EXTRACT
Gabriela "Gigi" Coletta Zapata is an American politician who represents District 1 on the Boston City Council. She was first elected on May 3, 2022. Prior to being elected to the Boston City Councilor, Gabriela Coletta served as Chief of Staff for former City Councilor Lydia Edwards until 2021 and then went on to serve as External Relations Manager for the New England Aquarium.

== Early life and education ==
Gabriela Coletta was born and raised in the Eagle Hill Historic District of East Boston. Her parents were local journalists, and would bring her with them to many local events. She attended four different public schools before graduating from Boston Latin Academy. She then attended the University of Massachusetts Boston, graduating with a bachelor's degree in political science.

== Early career ==
Zapata's first involvement in politics was as a volunteer for Obama's re-election campaign while she was attending college. She later worked on Adrian Madaro's campaign for state representative in 2015 as field director. After his victory, she was hired by Madaro as a community liaison. She was then the associate director of the Massachusetts Women's Political Caucus, a nonprofit seeking to support pro-choice women running for office, until she left to become campaign manager for Lydia Edwards in 2017. When Edwards took her seat on the Boston City Council, she hired Zapata as her chief of staff, a position she held for three and a half years. In mid-2021, she left this position in order to accept a position as the external relations manager of the New England Aquarium

== Boston City Council ==
In 2022, Zapata (at the time still known by her maiden name) ran in a special election to fill the council seat that Edwards had vacated upon her election to the state senate. Voter turnout in the special election was low with only 4,923 ballots being cast; Zapata garnered about 57% of the votes, Tania del Rio received 33%, and Jorge Mendoza (who ran as a write-in candidate) got 10% of the votes. During her campaign, Zapata prioritized the need for more affordable housing in Boston's North End, East Boston and Charlestown neighborhoods. Zapata was re-elected in 2023, running unopposed. She received 94.7% of the vote. She was re-elected in 2023 and 2025

As a city councilor, Zapata started an anti-trash initiative in District 1. The initiative sought to reduce litter by increasing access to trash barrels, expanding civic waste awareness, and called for investments in funding for more community waste clean-ups.

Soon after her 2025 re-election, rumors surfaced that both Coletta Zapata and Brian Worrell were privately campaigning among councilors and councilors-elect for votes needed to be made council president for the council term beginning in January 2026.
On November 5, Councilor Julia Mejia publicly announced (via social media) that she would be campaigning for the position, claiming she wanted to bring a more democratic and publicly transparent approach to the process of campaigning for council president (which traditionally occurs through closed-door campaigning for support). On November 11, Coletta Zapata announced that she indeed intended to be a candidate for council president, and claimed to have secured pledges of support from the necessary number of councilors to elect her such in January. Worrell and Mejia both disclosed that they intended to continue pursuing the presidency. In a surprise development, Colleta Zapata withdrew her candidacy on the eve of the council vote, leaving Worrell as the apparent front-runner to win the presidency (appearing to have secured pledges from enough councilors in the hours that followed her withdrawal). However, in a further surprise, Liz Breadon was nominated at the last-minute and defeated Worrell in a 7–6 council vote, with Zapata voting for Breadon.

==Personal life==
In May 2024, she married Sebastian Zapata in a ceremony at Glen Magna Farms in Danvers, Massachusetts. Attorney General Andrea Campbell officiated the ceremony. In November 2025, Coletta Zapata announced that she is pregnant with her first child.

PROVIDED DATA
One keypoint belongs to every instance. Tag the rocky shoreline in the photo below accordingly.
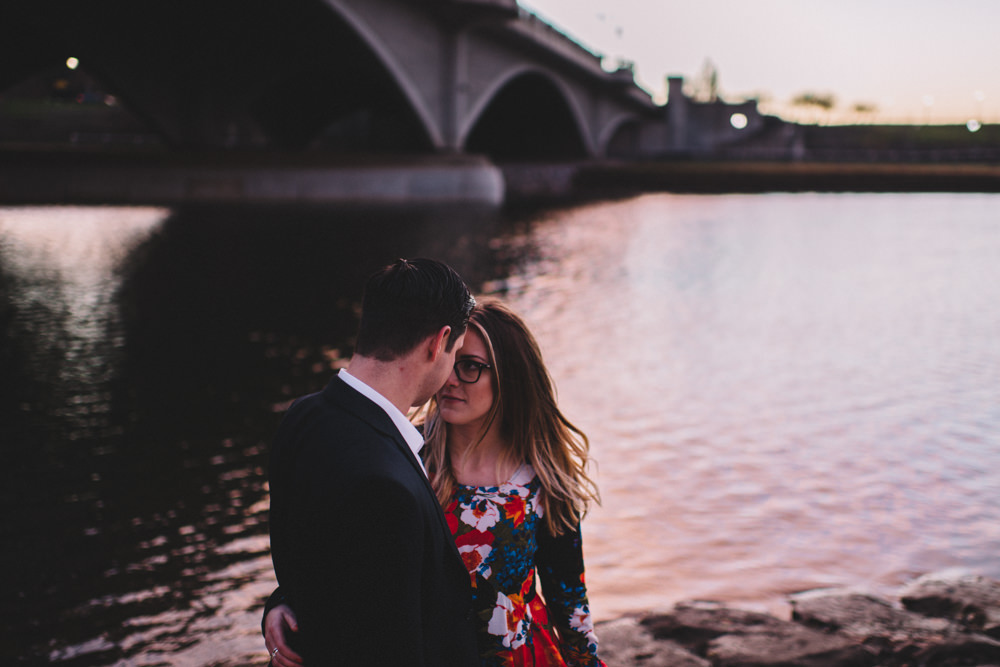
---
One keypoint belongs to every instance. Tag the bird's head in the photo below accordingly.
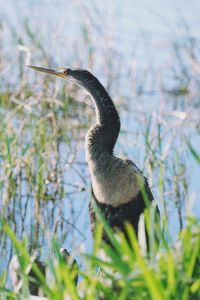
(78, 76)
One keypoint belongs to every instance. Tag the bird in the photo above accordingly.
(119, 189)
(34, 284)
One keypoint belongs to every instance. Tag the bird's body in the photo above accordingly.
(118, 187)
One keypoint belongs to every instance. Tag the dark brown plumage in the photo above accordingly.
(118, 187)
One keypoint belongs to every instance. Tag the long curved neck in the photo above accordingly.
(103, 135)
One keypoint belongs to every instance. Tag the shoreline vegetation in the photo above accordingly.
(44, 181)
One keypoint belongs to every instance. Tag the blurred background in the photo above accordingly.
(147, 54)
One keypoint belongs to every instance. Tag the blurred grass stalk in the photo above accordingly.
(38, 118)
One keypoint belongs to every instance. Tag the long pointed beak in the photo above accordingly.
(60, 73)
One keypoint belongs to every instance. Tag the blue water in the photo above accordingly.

TASK SET
**1)** In the Gabriela Coletta Zapata article, which school did she graduate from before she attended the University of Massachusetts Boston?
**2)** Copy the Gabriela Coletta Zapata article from "Soon after her" up to and including "in January 2026.".

TASK RESULTS
**1)** Boston Latin Academy.

**2)**
Soon after her 2025 re-election, rumors surfaced that both Coletta Zapata and Brian Worrell were privately campaigning among councilors and councilors-elect for votes needed to be made council president for the council term beginning in January 2026.